#### [Page extract]
────────────────────────────────────────
Sunday, January 11, 2015

Town without wi-fi draws people sensitive to electronics – and the locals hate them


Town without wi-fi draws people sensitive to electronics – and the locals hate them

Tom Boggioni
04 JAN 2015 AT 22:19 ET                   


 Woman experiencing head pain (Shutterstock)
Woman experiencing head pain (Shutterstock)

A town situated in the middle of a National Radio Quiet Zone has become a magnet for people claiming to be sensitive to electromagnetic frequencies from devices like cell phones and wireless routers, much to the dismay of the locals, reports The Washingtonian.

Green Bank, West Virginia, is home to the Robert C. Byrd Green Bank Telescope — one of the largest radio telescopes in the world, — which requires electromagnetic silence every hour of every day in order to function properly. The GBT is one of nine such telescopes situated in the 13,000-square-mile ‘radio free’ zone, established in 1958 by the Federal Communications Commission.
────────────────────────────────────────
#### [Information]
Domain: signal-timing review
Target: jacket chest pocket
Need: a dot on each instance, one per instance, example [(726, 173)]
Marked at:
────────────────────────────────────────
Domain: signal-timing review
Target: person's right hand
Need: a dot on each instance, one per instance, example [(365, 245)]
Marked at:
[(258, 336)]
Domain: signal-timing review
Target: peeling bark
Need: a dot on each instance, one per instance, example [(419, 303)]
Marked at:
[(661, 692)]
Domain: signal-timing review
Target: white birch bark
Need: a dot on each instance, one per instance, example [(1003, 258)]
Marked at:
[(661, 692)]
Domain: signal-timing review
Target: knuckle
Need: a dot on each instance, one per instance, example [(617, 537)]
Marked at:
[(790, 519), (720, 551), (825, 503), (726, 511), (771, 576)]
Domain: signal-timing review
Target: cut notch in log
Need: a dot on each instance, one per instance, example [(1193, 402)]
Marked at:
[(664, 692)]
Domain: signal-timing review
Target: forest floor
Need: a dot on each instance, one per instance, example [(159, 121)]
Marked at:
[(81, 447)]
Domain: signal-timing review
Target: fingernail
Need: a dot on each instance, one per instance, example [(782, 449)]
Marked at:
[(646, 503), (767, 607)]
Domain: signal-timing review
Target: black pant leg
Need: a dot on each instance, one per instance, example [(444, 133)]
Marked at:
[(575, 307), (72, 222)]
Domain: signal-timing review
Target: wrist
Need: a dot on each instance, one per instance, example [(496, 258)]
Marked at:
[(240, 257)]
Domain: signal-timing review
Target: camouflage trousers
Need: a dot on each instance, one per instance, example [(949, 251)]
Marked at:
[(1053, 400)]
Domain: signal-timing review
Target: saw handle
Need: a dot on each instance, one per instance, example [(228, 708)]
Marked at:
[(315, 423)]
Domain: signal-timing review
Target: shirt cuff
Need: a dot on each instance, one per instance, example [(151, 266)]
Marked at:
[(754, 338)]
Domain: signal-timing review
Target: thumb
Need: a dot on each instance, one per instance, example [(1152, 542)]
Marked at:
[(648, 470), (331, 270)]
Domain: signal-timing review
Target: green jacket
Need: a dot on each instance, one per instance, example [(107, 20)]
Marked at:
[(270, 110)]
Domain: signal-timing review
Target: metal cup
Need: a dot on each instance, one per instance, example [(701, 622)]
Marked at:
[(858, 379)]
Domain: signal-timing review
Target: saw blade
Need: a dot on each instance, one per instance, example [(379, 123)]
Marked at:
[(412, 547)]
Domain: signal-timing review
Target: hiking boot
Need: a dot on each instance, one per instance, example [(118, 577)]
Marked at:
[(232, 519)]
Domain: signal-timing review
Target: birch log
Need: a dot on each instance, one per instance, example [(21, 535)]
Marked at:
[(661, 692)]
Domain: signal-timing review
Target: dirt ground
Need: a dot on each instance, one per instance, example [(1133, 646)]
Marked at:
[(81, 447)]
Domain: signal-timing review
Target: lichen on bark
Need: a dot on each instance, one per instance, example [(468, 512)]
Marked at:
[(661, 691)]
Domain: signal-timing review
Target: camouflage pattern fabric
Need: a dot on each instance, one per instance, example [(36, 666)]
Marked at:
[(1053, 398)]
────────────────────────────────────────
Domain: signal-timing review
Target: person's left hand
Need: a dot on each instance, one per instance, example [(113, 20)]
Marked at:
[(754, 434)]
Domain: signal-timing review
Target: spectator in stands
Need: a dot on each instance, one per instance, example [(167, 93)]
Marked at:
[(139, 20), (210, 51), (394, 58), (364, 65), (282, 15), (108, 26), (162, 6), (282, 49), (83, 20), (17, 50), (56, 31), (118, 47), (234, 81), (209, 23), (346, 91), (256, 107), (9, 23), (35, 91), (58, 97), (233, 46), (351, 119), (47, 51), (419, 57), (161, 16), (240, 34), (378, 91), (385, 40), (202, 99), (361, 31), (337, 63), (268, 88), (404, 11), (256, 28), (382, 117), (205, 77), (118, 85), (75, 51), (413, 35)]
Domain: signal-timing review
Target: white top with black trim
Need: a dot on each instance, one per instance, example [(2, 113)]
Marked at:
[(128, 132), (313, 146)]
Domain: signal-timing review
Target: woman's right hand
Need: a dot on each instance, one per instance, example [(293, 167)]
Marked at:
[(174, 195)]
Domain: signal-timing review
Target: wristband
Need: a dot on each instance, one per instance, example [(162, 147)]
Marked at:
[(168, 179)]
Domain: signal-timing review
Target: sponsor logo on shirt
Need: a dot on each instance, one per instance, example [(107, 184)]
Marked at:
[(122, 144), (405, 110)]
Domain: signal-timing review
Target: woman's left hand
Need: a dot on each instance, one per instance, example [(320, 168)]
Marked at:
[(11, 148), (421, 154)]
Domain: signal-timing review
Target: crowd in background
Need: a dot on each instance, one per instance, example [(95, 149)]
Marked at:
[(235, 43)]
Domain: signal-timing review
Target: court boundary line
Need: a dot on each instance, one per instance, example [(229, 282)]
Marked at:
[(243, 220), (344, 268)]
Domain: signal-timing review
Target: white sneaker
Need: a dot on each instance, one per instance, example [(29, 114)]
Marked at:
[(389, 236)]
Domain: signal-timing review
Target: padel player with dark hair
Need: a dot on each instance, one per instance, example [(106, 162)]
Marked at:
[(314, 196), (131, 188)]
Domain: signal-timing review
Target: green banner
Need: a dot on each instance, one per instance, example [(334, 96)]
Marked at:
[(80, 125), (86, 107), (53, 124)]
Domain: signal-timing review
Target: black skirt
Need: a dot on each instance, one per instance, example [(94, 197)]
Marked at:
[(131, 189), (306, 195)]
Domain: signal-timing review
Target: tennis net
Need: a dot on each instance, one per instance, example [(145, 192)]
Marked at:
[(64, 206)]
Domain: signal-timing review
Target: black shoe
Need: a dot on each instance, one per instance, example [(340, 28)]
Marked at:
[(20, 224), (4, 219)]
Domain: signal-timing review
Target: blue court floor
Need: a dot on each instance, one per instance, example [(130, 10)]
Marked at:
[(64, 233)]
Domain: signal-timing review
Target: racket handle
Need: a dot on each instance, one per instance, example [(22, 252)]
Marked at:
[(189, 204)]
────────────────────────────────────────
#### [Tasks and exercises]
- A) Say whether each statement agrees with the Green Bank article. Answer yes or no and quote the words that decide it.
(i) The Green Bank Telescope is one of nine telescopes in the radio-free zone.
(ii) The Federal Communications Commission established the radio-free zone in 1968.
(iii) The locals welcome the people drawn to the town.
- B) Answer these questions from the Green Bank article:
(i) Which publication is named as the source of the report?
(ii) In which state is Green Bank?
(iii) How large is the radio-free zone?
- C) Output the passage of the Green Bank article from "A town situated" up to and including "Federal Communications Commission.".

#### [Task solutions]
- A)
(i) Yes: "The GBT is one of nine such telescopes situated in the 13,000-square-mile ‘radio free’ zone"
(ii) No: "established in 1958 by the Federal Communications Commission"
(iii) No: "much to the dismay of the locals"

- B)
(i) The Washingtonian
(ii) West Virginia
(iii) 13,000 square miles

- C)
A town situated in the middle of a National Radio Quiet Zone has become a magnet for people claiming to be sensitive to electromagnetic frequencies from devices like cell phones and wireless routers, much to the dismay of the locals, reports The Washingtonian.

Green Bank, West Virginia, is home to the Robert C. Byrd Green Bank Telescope — one of the largest radio telescopes in the world, — which requires electromagnetic silence every hour of every day in order to function properly. The GBT is one of nine such telescopes situated in the 13,000-square-mile ‘radio free’ zone, established in 1958 by the Federal Communications Commission.